### [PROBLEM REQUIREMENTS]
Each entry below must be repeated exactly, with pictures left out.

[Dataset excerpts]

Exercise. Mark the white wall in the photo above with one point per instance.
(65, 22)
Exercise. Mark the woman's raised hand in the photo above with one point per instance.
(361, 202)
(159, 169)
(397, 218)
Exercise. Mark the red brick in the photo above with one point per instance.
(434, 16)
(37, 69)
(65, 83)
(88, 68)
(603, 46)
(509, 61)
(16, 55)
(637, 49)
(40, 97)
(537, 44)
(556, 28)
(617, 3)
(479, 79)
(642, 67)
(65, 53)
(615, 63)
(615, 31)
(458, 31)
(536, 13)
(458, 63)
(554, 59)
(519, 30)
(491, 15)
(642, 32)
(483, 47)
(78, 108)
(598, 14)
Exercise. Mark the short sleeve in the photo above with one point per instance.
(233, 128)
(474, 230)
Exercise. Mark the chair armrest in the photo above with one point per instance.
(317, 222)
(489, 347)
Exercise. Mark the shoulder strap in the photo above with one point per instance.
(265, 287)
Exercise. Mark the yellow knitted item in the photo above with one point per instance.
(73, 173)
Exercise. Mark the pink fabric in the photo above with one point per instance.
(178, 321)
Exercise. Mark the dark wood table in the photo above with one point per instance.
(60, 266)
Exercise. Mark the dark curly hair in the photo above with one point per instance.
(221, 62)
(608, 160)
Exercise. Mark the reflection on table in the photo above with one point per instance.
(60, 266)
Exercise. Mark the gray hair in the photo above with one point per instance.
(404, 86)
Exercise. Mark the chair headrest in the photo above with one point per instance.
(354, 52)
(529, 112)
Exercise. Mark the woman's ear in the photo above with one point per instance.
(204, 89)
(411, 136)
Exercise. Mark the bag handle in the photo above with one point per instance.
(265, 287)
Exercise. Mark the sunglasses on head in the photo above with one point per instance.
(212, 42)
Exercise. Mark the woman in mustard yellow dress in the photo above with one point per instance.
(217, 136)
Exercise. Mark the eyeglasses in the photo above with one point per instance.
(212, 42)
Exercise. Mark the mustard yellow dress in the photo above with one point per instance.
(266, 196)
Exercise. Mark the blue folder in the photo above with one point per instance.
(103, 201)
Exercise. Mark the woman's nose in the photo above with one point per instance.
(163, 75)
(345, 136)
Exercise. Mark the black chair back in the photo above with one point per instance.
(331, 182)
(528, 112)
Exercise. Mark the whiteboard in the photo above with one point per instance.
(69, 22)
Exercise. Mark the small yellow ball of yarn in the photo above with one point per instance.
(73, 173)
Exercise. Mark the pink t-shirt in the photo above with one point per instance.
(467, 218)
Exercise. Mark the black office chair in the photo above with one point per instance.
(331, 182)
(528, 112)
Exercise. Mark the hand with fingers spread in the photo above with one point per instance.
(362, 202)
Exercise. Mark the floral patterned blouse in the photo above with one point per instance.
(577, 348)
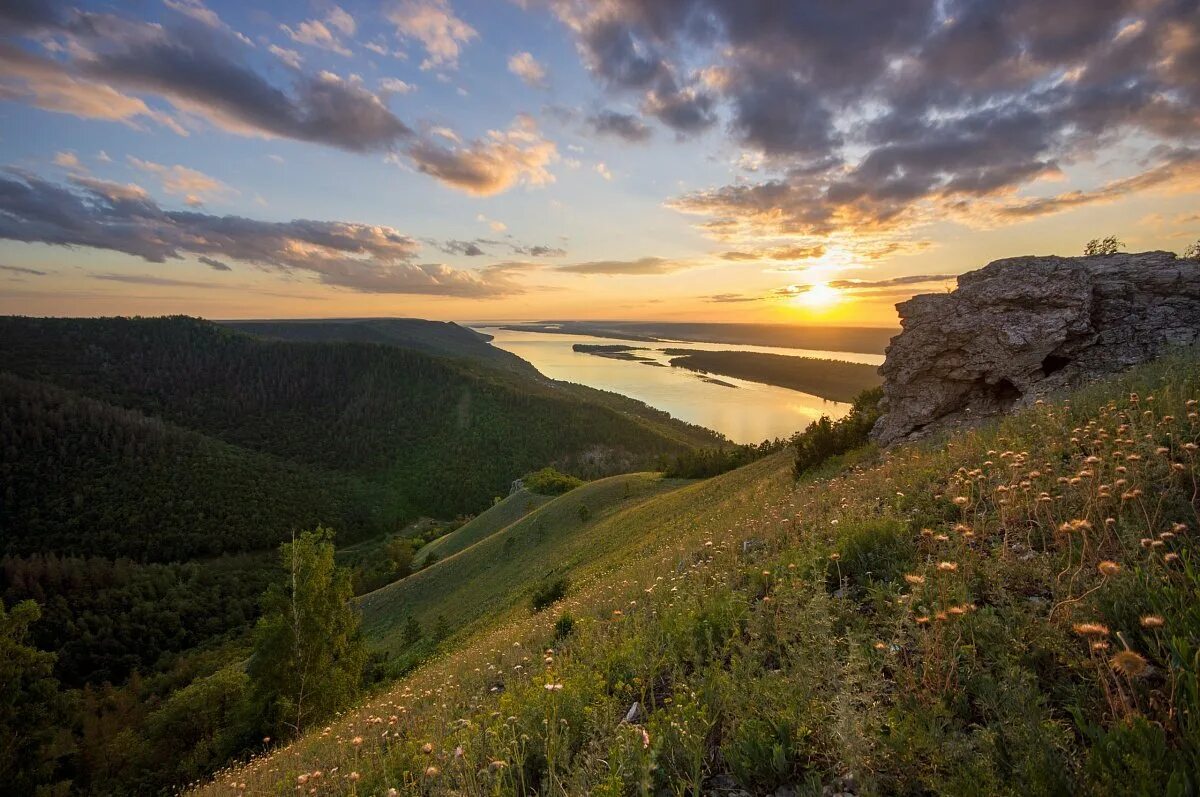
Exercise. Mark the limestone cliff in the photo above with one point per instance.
(1020, 328)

### [RESULT BELOW]
Exercise. Mark the white wall in the photo above with one point per instance.
(65, 22)
Exercise. Mark the woman's raised hand in the photo above with one point per instance.
(361, 202)
(159, 169)
(397, 218)
Exercise. Mark the red brick in the photo above with one point per instance.
(434, 16)
(37, 69)
(65, 83)
(88, 68)
(603, 46)
(509, 61)
(16, 55)
(637, 49)
(40, 97)
(537, 44)
(556, 28)
(617, 3)
(479, 79)
(642, 67)
(65, 53)
(615, 63)
(615, 31)
(458, 31)
(536, 13)
(458, 63)
(554, 59)
(519, 30)
(491, 15)
(642, 32)
(483, 47)
(78, 108)
(598, 14)
Exercise. Mark the short sleeve in the photo above with one point per instance.
(233, 128)
(474, 230)
Exercise. Mark the chair armrest in the photo above with one point per instance.
(317, 222)
(489, 347)
Exercise. Mark the shoulder strap in the photo above with one point per instance.
(265, 287)
Exercise. Mark the yellow knitted item in the photo above with one point per instance.
(73, 173)
Exercise. Mark the pink fabric in the photo above with one point per instance.
(178, 321)
Exercise. Mark the dark wood table in the photo above with one point per instance.
(60, 266)
Exercise. Mark the dark curly hair in the photo above with one point per instance.
(221, 62)
(608, 160)
Exercise. Mark the reflection on table in the photo above with one point per instance.
(60, 266)
Exercise. Mark the gray hair in the photo above with one point per instance.
(404, 86)
Exercise. Mark the chair headrest in the photo above with one point per instance.
(354, 52)
(529, 112)
Exercise. Mark the woman's ear in the photo above with one point per instance.
(204, 89)
(411, 136)
Exercise. Mark the bag handle in the photo above with one point per instance.
(265, 287)
Exercise. Mark the sunglasses on head in the photo above with one point per instance.
(212, 42)
Exercise. Mark the woman in mustard yellow dress in the photo above with one point per instance.
(217, 136)
Exercise. Mark the eyeglasses in the photo above with one point per instance.
(212, 42)
Exercise. Mark the mustard yellow dress in the photo above with one point per instance.
(266, 196)
Exercise. Mark the blue folder in the photo above with one point per instance.
(103, 201)
Exercise. Mark the woman's nose in the photo above with one point per instance.
(163, 75)
(345, 136)
Exercise. Mark the black chair back in the photo above with one point per instance.
(331, 182)
(528, 112)
Exercise. Mark the whiteboard in the photo above with one point per instance.
(69, 22)
Exercise. Mark the small yellow ball of yarn in the photo above with one point per instance.
(73, 173)
Exercise. Mark the pink t-shirt in the photo above with one point per instance.
(467, 218)
Exercise. Mark the black office chair in the photo above with one point per instance.
(331, 182)
(528, 112)
Exercise. Mark the hand with fingers spread in the photo above with one point per instance.
(362, 202)
Exercise. Mark the floral patterned blouse in the photo above with one point per instance.
(577, 348)
Exercise. Mark the limestone cliff in the photo above with one point per instance.
(1020, 328)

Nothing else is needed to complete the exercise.